INSTRUCTION A: According to the patent claims, how many non-native instructions does the interpreter examine at a time?
INSTRUCTION B: Reproduce the part of the patent claims that begins at the words "2. The memory" and stops after "of native instructions.".
#### TEXT SHOWN
Fast translation and execution of a computer program on a non-native architecture by use of background translator

1. A memory storing as binary image conversion system which converts instructions from a non-native instruction set to a native instruction set, said binary image conversion system comprising: a server; a run-time system transparently initiated upon invocation of an application program, said application program comprising non-native instructions, the run-time system interpreting untranslated non-native instructions of a non-native binary image corresponding to the application program by providing and executing a native instruction or a native instruction routine comprised of a plurality of native instructions, the run-time system receiving from the server and executing previously translated portions of native code, said translated portions of native code corresponding to non-native code portions of the non-native binary image, said run-time system further comprising: a collector for collecting profile data in response to interpretation of the non-native instructions to determine execution characteristics of the non-native instructions; and a background system invoked by the server, responsive to the profile data generated by the run-time system, for forming translated portions of native code from and corresponding to portions of the non-native instructions of the application program, wherein said background system translates only portions of the non-native instructions of the application program which have actually been interpreted in response to invoking the application program.

2. The memory of claim 1, wherein said collector for collecting profile data maintains information about a control transfer in the non-native image.

3. The memory of claim 2, wherein said run-time system further comprises: an interpreter which examines a single non-native instruction of the application program at a time to provide and execute the native instruction or a native instruction routine comprised of a plurality of native instructions.
########
#### SOURCE EXCERPT
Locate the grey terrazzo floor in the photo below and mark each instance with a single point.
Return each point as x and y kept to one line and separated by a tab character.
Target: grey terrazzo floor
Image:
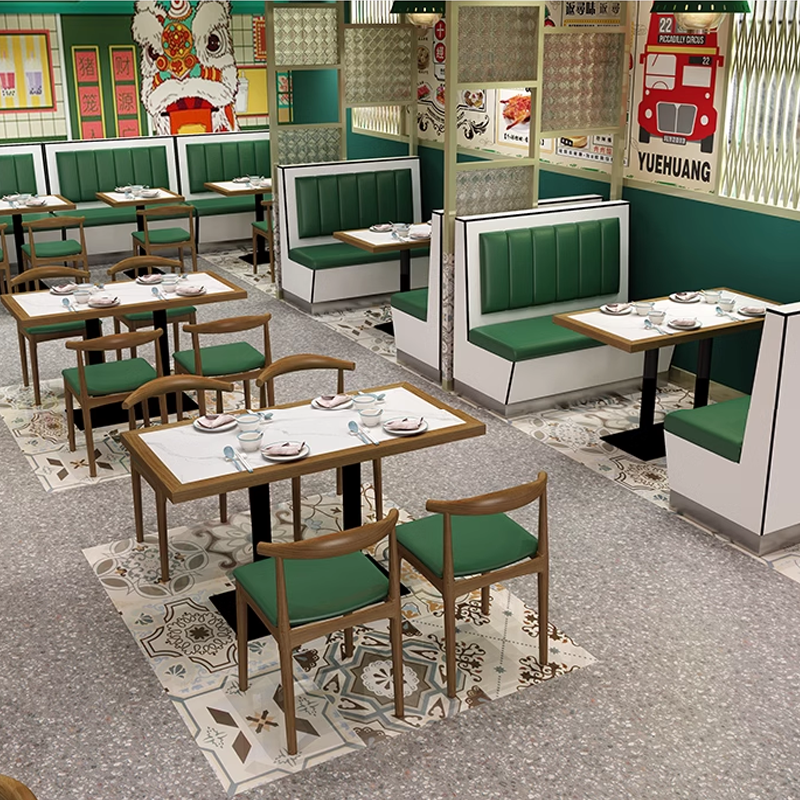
########
WRITTEN RESPONSE A: A single non-native instruction of the application program.

WRITTEN RESPONSE B:
2. The memory of claim 1, wherein said collector for collecting profile data maintains information about a control transfer in the non-native image.

3. The memory of claim 2, wherein said run-time system further comprises: an interpreter which examines a single non-native instruction of the application program at a time to provide and execute the native instruction or a native instruction routine comprised of a plurality of native instructions.